---- Source document

Can someone give me a simple explanation when and when not use ‘yn’ in a sentence. Sometimes when practising in the challenges I get it right and sometimes I don’t. So little bit confused when to use it.
It depends on what its role is Rob - yn has more than one use/meaning. Can you give us some examples of when it confuses you?
I know when yn means in, as yn y dafarn (in the pub) or yn y ysgol (in the school) etc. It’s when it is used to join two parts of a sentence, the glue, as they call it in The Nant. I’ll have to go over a challenge or two to come up with some examples as I can’t bring anything to mind right now.
Do you mean as in: Dwi’n dysgu etc? Yes, it comes before the 2nd verb. But not before Eisiau or Wedi, as these arent actually vetbs.
Hi John, I’m aware of the eisiau wedi thing
Yes, it’s those of sentences that start with Dwi or dwi’n and son on.
This is a helpful explanation https://youtu.be/bMr3EaWRj18
Thanks Amanda. Will take a look.

--------

● **Challenges**
a - Reproduce the part of the forum thread about "yn" in Welsh that opens with the words containing "It depends on" and closes with "arent actually vetbs.".
b - Carry on the forum thread about "yn" in Welsh from its last message.
The listing is not needed for this work.

---- Dataset extract

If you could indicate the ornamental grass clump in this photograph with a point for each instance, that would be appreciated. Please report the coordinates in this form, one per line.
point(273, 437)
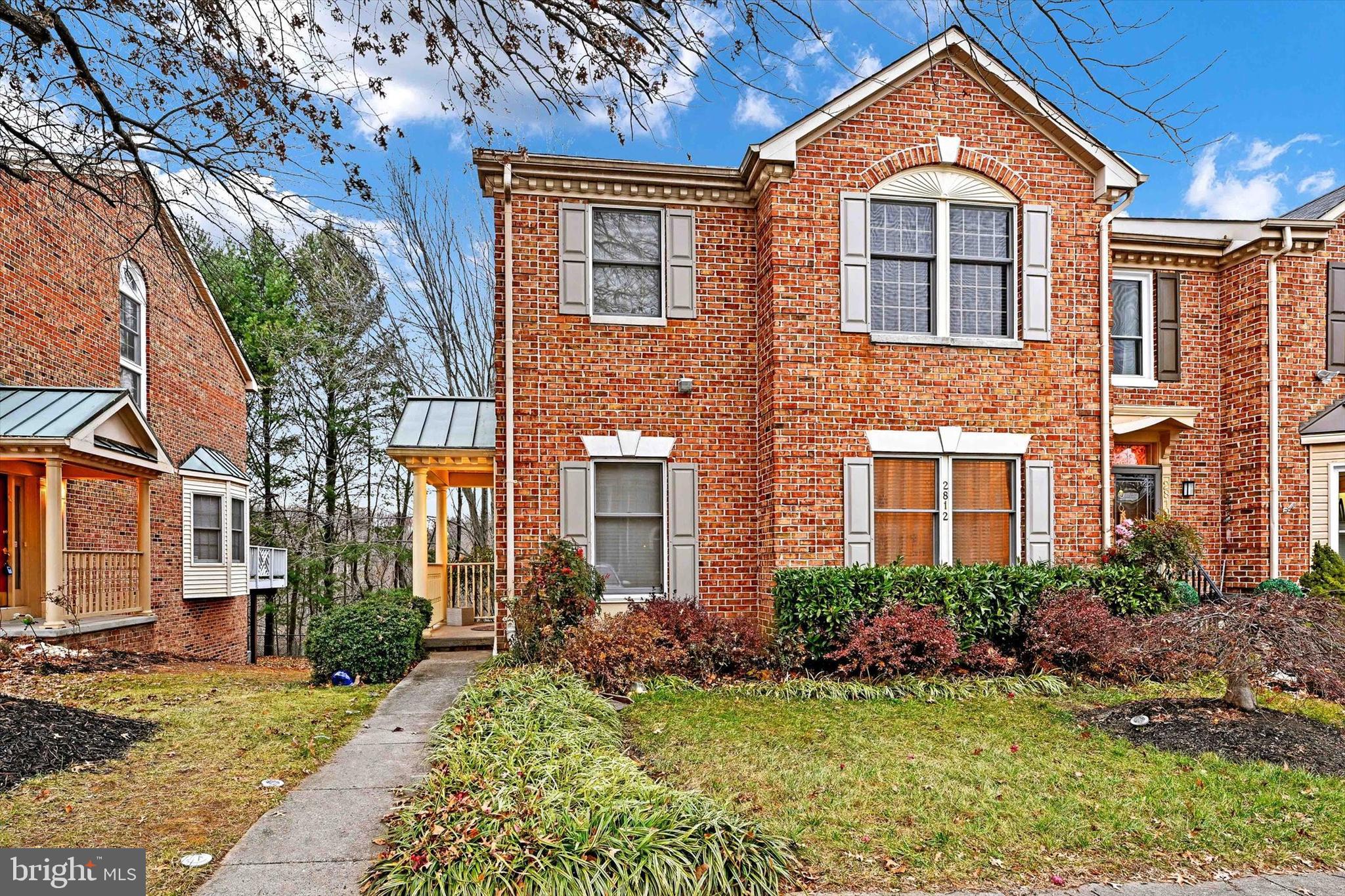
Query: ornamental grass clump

--------

● **Exercise results**
a -
It depends on what its role is Rob - yn has more than one use/meaning. Can you give us some examples of when it confuses you?
I know when yn means in, as yn y dafarn (in the pub) or yn y ysgol (in the school) etc. It’s when it is used to join two parts of a sentence, the glue, as they call it in The Nant. I’ll have to go over a challenge or two to come up with some examples as I can’t bring anything to mind right now.
Do you mean as in: Dwi’n dysgu etc? Yes, it comes before the 2nd verb. But not before Eisiau or Wedi, as these arent actually vetbs.

b -
It joins verbnouns, nouns and adjectives to forms of ‘bod’. My understanding is that if there’s no bod, there’s no “yn” (e.g. “O’n i’n mynd” vs “Wnes i fynd”, “hoffwn i fynd…”) and if there’s no verbnoun, noun or adjective there’s no “yn” (e.g. “dw i’n hapus” - adjective so “yn” vs “dw i ar y mynydd” - preposition, so no “yn”).
This from Stephen is a good description. Diolch!
Remember, though, that if you get it ‘wrong’. it will rarely affect the meaning of what you’re saying, or cause any more than a passing ‘eh?’ moment, so while it’s great that you are aware that it’s ‘a thing’, don’t make it a stumbling block. Plough your way through, getting it wrong as often as possible, and you will find that you will become better and better at using it correctly!
The idea of “don’t worry about it” is probably the best lesson I’ve learnt while doing SSIW. There’s always the fear of getting something wrong as a learner, and sometimes it cripples you to the point that you’re scared of trying. SSIW (and @Iestyn’s encouragement in the challenges!) is SO good at making you realise that having a go is the important part, not being 100% correct or knowing all the grammar rules.
This, tatooed on your eyeballs, for most tasks in life!
(Any heart surgeons, commercial pilots etc, please ignore this post…)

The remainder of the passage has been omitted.